Prolongements politiques d’une crise sécuritaire

La classe politique française, aussi, est secouée par la sanglante affaire

Ozar (photo credit: Reuters)
Ozar
(photo credit: Reuters)
En dépit des apparences, l’attentat perpétré à Toulouse n’est pas le premier du genre. La France a subi nombre d’événements terroristes au cours des dernières décennies, même si son bilan reste bien loin de celui d’Israël ou des Etats-Unis, notamment.
Le dénouement extraordinaire de cette chasse à l’homme de 32 heures, avec l’assaut final, jeudi 22 mars en fin de matinée, par le RAID, et la mort de Mohammed Merah, ne va pas manquer de devenir une “affaire” politique, susceptible de devenir “L’Affaire”, à un mois du premier tour des présidentielles. “Tous vont complètement se la réapproprier”, a commenté Christophe Caupenne, ancien chef des négociateurs du RAID. “Et quand je dis ‘L’Affaire’, je devrais dire plutôt ‘The Affair’ (pour paraphraser l’appellation des Français même du film oscarisé : ‘The Artist’), ou, poussant la comparaison très loin, ‘HaParasha’ (l’épisode en hébreu).
Au début des années 1960, la classe politique israélienne était secouée comme jamais auparavant. Le Premier ministre David Ben Gourion avait fini par démissionner du gouvernement et quitter son parti, suite au scandale suscité par une obscure affaire d’espionnage et d’attentats amateurs (non meurtriers, nuance), commandités par des services israéliens en Egypte. Pendant une décennie entière, la question clé restait : “Qui a donné l’ordre d’agir au Caire ?” D’aucuns affirment encore que la “Parasha” a constitué le début de la fin des Travaillistes au pouvoir, et de la montée de la droite en 1977.
Et la comparaison se retrouve lors des élections générales de 1988. Le leader de l’opposition travailliste Shimon Peres était donné gagnant face au chef du gouvernement sortant Itzhak Shamir, lorsque s’est produit, à la veille du scrutin, un attentat terroriste palestinien qui a coûté la vie à une mère et ses enfants et maintenu en place Shamir, chef de file des faucons du Likoud. D’autres exemples peuvent encore illustrer cette thèse, celui, notamment, de l’attentat de Madrid (près de 200 morts) en 2004, survenu à trois jours des élections législatives. L’attaque avait coûté le pouvoir au Premier ministre espagnol Aznar, remplacé par Zapatero.
Redistribution des cartes
Certes, les voies de l’électeur sont impénétrables, et “il n’y a pas de loi électorale”, comme l’a souligné David Pujadas, présentateur de France 2.
-------------------------
- CONSIGNES:
a) Résumez l'extrait en deux phrases.
b) Renvoyez sans aucune modification tout ce qui, dans l'extrait, va de « En dépit des » jusqu'à « des Etats-Unis, notamment. ».
c) D'après l'extrait, combien de temps a duré la chasse à l'homme menée à Toulouse ?

- LISTE DES ENTRÉES:
-------------------------
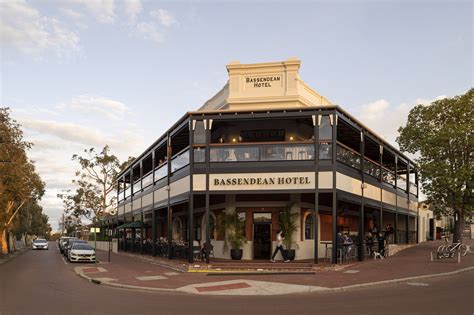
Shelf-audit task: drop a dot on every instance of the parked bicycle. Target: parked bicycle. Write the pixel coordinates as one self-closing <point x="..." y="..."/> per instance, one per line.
<point x="448" y="250"/>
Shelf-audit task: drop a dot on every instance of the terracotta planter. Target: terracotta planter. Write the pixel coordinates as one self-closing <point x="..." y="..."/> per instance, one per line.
<point x="236" y="253"/>
<point x="290" y="254"/>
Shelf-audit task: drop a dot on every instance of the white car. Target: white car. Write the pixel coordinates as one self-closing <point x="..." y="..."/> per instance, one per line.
<point x="81" y="252"/>
<point x="40" y="243"/>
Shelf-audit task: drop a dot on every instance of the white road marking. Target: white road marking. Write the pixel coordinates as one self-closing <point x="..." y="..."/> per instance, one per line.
<point x="351" y="271"/>
<point x="418" y="284"/>
<point x="148" y="278"/>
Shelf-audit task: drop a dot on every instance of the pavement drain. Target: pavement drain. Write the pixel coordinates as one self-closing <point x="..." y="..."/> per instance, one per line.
<point x="149" y="278"/>
<point x="418" y="284"/>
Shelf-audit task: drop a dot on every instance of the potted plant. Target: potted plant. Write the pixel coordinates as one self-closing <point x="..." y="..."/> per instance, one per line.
<point x="288" y="227"/>
<point x="233" y="227"/>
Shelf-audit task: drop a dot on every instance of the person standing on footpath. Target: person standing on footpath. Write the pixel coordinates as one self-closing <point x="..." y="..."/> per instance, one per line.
<point x="279" y="247"/>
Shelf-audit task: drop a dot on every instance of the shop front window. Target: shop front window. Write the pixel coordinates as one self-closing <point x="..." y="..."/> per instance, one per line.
<point x="309" y="227"/>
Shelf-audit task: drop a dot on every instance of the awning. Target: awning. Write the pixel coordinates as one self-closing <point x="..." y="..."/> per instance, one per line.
<point x="134" y="225"/>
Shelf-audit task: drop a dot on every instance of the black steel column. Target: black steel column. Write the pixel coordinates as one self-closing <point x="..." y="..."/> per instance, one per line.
<point x="395" y="237"/>
<point x="316" y="186"/>
<point x="361" y="223"/>
<point x="170" y="211"/>
<point x="208" y="223"/>
<point x="381" y="186"/>
<point x="191" y="196"/>
<point x="334" y="188"/>
<point x="153" y="214"/>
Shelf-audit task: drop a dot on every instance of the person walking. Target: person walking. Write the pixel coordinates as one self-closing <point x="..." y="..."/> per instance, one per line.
<point x="279" y="247"/>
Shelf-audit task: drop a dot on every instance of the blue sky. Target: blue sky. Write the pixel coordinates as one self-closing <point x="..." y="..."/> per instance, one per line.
<point x="82" y="73"/>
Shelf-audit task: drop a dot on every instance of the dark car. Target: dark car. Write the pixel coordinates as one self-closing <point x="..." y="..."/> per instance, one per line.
<point x="40" y="243"/>
<point x="69" y="244"/>
<point x="62" y="242"/>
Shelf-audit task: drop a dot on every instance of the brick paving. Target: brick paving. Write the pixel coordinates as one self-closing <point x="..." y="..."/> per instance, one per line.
<point x="410" y="262"/>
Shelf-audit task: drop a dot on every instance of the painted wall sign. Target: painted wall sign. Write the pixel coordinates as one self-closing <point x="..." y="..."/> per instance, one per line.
<point x="245" y="181"/>
<point x="261" y="82"/>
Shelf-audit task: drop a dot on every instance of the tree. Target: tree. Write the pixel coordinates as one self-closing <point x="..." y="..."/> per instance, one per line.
<point x="442" y="135"/>
<point x="19" y="182"/>
<point x="96" y="184"/>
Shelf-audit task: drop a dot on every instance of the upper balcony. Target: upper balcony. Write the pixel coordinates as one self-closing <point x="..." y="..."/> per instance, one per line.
<point x="232" y="140"/>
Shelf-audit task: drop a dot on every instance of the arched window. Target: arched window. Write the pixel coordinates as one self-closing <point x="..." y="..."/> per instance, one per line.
<point x="309" y="227"/>
<point x="177" y="227"/>
<point x="212" y="225"/>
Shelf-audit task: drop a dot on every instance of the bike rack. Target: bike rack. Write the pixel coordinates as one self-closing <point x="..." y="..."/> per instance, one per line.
<point x="457" y="252"/>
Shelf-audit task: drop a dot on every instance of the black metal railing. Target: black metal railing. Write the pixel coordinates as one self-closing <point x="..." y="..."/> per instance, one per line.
<point x="371" y="168"/>
<point x="264" y="152"/>
<point x="348" y="157"/>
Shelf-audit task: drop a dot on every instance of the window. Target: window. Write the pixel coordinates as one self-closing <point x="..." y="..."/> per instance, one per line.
<point x="325" y="129"/>
<point x="309" y="227"/>
<point x="199" y="133"/>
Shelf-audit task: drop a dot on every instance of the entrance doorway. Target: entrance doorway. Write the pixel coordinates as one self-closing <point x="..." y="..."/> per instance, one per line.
<point x="262" y="239"/>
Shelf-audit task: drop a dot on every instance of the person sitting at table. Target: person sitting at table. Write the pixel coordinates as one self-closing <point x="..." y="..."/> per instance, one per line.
<point x="205" y="250"/>
<point x="381" y="243"/>
<point x="347" y="244"/>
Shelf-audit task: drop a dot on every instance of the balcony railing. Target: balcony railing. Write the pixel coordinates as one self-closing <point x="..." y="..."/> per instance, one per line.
<point x="388" y="177"/>
<point x="199" y="155"/>
<point x="128" y="191"/>
<point x="161" y="171"/>
<point x="347" y="156"/>
<point x="401" y="183"/>
<point x="325" y="150"/>
<point x="137" y="186"/>
<point x="180" y="160"/>
<point x="147" y="180"/>
<point x="263" y="152"/>
<point x="371" y="168"/>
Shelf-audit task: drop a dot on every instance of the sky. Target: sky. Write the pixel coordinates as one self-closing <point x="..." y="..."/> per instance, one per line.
<point x="85" y="73"/>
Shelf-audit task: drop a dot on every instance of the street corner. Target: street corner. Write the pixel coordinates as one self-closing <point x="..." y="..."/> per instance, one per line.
<point x="248" y="287"/>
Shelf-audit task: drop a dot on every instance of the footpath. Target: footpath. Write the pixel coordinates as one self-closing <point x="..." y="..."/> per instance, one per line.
<point x="155" y="274"/>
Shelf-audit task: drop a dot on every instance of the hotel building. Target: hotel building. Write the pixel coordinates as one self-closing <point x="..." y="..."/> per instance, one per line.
<point x="264" y="142"/>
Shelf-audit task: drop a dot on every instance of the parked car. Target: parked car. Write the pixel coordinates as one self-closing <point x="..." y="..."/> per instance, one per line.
<point x="81" y="252"/>
<point x="69" y="244"/>
<point x="40" y="243"/>
<point x="62" y="242"/>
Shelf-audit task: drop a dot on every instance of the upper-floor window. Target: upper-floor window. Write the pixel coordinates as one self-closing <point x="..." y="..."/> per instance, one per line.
<point x="199" y="133"/>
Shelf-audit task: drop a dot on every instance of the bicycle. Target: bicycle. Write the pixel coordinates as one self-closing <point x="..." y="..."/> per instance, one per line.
<point x="448" y="251"/>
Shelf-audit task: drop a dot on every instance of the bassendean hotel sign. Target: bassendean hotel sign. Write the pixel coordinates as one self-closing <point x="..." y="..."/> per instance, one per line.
<point x="261" y="181"/>
<point x="244" y="181"/>
<point x="263" y="81"/>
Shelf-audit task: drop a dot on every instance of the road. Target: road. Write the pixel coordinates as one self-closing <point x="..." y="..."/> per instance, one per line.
<point x="41" y="282"/>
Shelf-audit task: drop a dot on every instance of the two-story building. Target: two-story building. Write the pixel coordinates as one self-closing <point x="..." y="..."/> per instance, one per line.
<point x="266" y="140"/>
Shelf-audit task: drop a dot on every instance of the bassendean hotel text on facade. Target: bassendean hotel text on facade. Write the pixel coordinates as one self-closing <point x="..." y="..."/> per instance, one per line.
<point x="263" y="142"/>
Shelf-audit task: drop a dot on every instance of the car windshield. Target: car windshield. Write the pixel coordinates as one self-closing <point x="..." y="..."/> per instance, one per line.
<point x="82" y="247"/>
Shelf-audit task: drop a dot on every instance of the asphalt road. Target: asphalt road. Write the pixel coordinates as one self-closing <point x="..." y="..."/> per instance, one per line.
<point x="41" y="282"/>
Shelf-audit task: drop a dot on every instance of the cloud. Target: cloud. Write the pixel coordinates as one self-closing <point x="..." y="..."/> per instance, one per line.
<point x="25" y="29"/>
<point x="165" y="17"/>
<point x="133" y="9"/>
<point x="385" y="119"/>
<point x="150" y="31"/>
<point x="111" y="109"/>
<point x="102" y="10"/>
<point x="66" y="131"/>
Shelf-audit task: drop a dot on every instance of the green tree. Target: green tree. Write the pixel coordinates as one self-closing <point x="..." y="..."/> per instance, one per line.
<point x="19" y="182"/>
<point x="96" y="184"/>
<point x="441" y="134"/>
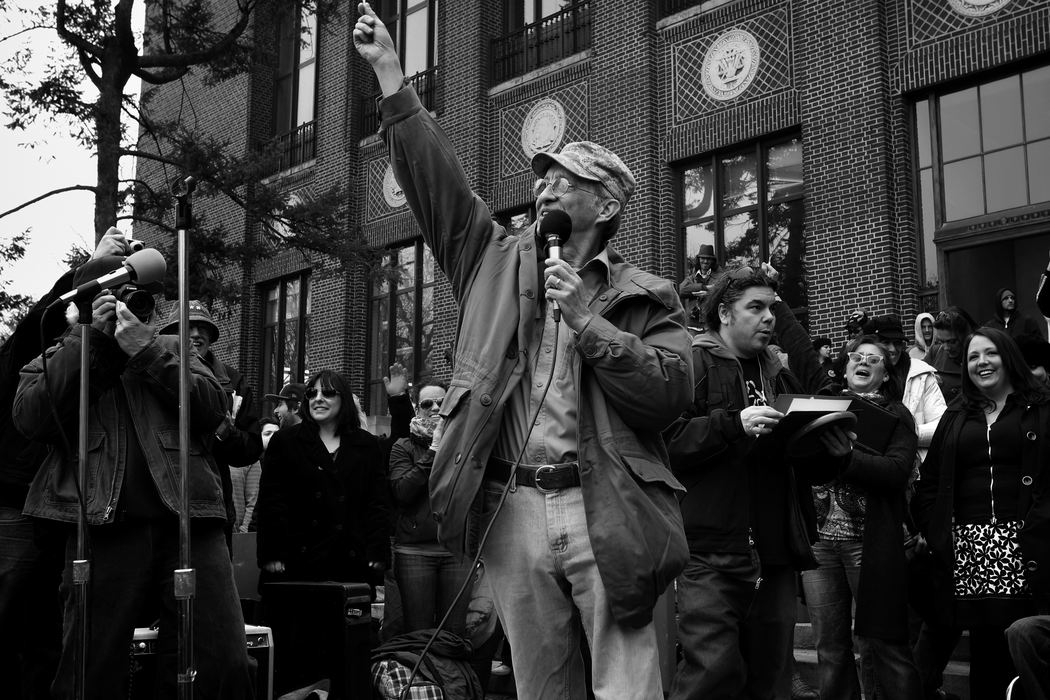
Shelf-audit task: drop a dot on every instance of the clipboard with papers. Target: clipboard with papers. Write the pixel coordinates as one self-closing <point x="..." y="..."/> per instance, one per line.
<point x="806" y="417"/>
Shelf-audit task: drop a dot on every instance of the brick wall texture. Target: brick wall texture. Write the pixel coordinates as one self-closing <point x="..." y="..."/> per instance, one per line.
<point x="842" y="76"/>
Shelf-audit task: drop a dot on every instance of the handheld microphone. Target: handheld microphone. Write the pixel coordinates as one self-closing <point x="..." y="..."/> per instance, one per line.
<point x="555" y="228"/>
<point x="144" y="268"/>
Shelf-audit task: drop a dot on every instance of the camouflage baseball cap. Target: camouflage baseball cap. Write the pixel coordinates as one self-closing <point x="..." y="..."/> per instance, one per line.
<point x="589" y="161"/>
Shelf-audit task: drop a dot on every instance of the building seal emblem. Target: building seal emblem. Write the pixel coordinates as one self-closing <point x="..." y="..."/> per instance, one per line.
<point x="392" y="190"/>
<point x="977" y="7"/>
<point x="730" y="65"/>
<point x="544" y="127"/>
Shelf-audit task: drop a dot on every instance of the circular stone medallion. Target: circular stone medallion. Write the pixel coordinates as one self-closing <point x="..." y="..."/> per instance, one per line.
<point x="977" y="7"/>
<point x="544" y="127"/>
<point x="730" y="65"/>
<point x="392" y="191"/>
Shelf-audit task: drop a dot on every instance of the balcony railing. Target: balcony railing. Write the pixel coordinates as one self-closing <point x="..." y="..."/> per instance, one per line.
<point x="671" y="6"/>
<point x="296" y="146"/>
<point x="425" y="83"/>
<point x="542" y="43"/>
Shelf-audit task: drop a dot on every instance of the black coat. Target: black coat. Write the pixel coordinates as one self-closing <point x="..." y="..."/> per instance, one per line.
<point x="324" y="520"/>
<point x="932" y="505"/>
<point x="881" y="597"/>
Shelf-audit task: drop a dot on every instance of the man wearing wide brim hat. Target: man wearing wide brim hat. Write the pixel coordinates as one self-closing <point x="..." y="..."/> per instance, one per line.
<point x="131" y="497"/>
<point x="694" y="288"/>
<point x="236" y="442"/>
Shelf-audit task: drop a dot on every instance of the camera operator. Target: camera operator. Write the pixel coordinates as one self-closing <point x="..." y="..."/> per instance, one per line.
<point x="131" y="499"/>
<point x="30" y="557"/>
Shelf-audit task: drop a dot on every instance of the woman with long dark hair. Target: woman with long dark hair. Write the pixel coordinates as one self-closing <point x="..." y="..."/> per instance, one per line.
<point x="981" y="504"/>
<point x="323" y="504"/>
<point x="860" y="517"/>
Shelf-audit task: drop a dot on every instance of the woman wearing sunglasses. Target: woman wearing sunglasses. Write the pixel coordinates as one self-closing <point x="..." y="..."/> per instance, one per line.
<point x="860" y="517"/>
<point x="323" y="505"/>
<point x="427" y="575"/>
<point x="983" y="506"/>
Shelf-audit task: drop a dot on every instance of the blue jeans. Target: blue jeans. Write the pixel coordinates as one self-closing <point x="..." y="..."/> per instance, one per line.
<point x="428" y="584"/>
<point x="29" y="610"/>
<point x="132" y="567"/>
<point x="1029" y="643"/>
<point x="830" y="592"/>
<point x="546" y="588"/>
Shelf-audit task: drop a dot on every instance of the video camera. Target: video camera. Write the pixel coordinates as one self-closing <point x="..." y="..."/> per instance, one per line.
<point x="139" y="300"/>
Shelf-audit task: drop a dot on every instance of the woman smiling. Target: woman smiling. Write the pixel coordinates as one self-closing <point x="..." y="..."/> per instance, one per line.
<point x="860" y="517"/>
<point x="981" y="504"/>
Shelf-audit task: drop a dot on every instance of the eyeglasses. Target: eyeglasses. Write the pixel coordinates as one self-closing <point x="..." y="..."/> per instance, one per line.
<point x="869" y="360"/>
<point x="559" y="187"/>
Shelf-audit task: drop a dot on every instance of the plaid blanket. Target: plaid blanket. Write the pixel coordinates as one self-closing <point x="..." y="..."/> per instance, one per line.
<point x="390" y="678"/>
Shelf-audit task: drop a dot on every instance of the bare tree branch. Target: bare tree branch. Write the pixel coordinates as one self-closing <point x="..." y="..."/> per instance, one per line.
<point x="218" y="48"/>
<point x="71" y="188"/>
<point x="76" y="40"/>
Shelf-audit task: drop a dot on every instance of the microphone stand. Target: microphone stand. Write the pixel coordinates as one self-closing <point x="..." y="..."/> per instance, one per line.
<point x="81" y="565"/>
<point x="185" y="575"/>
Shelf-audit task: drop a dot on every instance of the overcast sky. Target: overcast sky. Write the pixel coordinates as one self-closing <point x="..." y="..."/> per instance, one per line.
<point x="57" y="161"/>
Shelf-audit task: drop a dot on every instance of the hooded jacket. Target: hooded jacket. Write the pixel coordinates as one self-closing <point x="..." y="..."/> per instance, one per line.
<point x="630" y="363"/>
<point x="1017" y="323"/>
<point x="924" y="400"/>
<point x="919" y="349"/>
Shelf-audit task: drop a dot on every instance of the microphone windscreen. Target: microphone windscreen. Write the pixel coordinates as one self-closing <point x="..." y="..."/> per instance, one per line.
<point x="555" y="223"/>
<point x="147" y="264"/>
-------------------------
- CORRIGÉ:
a) Le dénouement de la chasse à l'homme de Toulouse, avec l'assaut du RAID et la mort de Mohammed Merah, risque de devenir une affaire politique à un mois du premier tour des présidentielles. Des précédents comme la « Parasha » israélienne des années 1960, l'attentat survenu en Israël à la veille des élections de 1988 et celui de Madrid en 2004 montrent que de tels événements ont pu bouleverser la vie politique et le résultat des scrutins.

b)
En dépit des apparences, l’attentat perpétré à Toulouse n’est pas le premier du genre. La France a subi nombre d’événements terroristes au cours des dernières décennies, même si son bilan reste bien loin de celui d’Israël ou des Etats-Unis, notamment.

c) Elle a duré 32 heures.